- _Dataset content_
================================

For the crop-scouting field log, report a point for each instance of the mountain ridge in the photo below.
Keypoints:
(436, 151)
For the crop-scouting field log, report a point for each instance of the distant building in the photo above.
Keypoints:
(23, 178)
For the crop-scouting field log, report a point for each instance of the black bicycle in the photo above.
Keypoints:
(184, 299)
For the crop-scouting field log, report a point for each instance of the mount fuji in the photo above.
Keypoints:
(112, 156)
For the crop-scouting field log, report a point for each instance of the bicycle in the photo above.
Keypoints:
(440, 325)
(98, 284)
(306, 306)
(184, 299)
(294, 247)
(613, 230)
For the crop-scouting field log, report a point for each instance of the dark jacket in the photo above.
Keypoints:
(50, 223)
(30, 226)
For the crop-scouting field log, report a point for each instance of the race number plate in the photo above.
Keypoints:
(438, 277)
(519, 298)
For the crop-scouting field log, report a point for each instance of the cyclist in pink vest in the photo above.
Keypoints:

================================

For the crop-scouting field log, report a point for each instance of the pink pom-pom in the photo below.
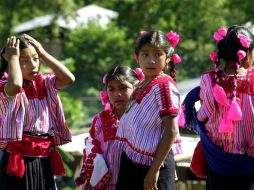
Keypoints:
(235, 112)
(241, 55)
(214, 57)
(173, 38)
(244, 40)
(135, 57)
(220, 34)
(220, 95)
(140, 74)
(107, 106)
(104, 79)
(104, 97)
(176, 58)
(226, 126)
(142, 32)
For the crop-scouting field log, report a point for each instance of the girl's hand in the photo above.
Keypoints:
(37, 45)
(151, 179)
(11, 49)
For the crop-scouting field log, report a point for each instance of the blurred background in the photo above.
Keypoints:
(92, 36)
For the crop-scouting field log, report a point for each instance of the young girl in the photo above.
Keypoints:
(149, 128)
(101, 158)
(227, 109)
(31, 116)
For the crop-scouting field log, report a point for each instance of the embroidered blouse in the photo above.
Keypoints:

================================

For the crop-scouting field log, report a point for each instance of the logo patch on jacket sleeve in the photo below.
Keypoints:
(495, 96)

================================

- _Directions for this task_
Looking at the listing above, count every line in which the string "bicycle" appears, and give only that count.

- _The answer_
2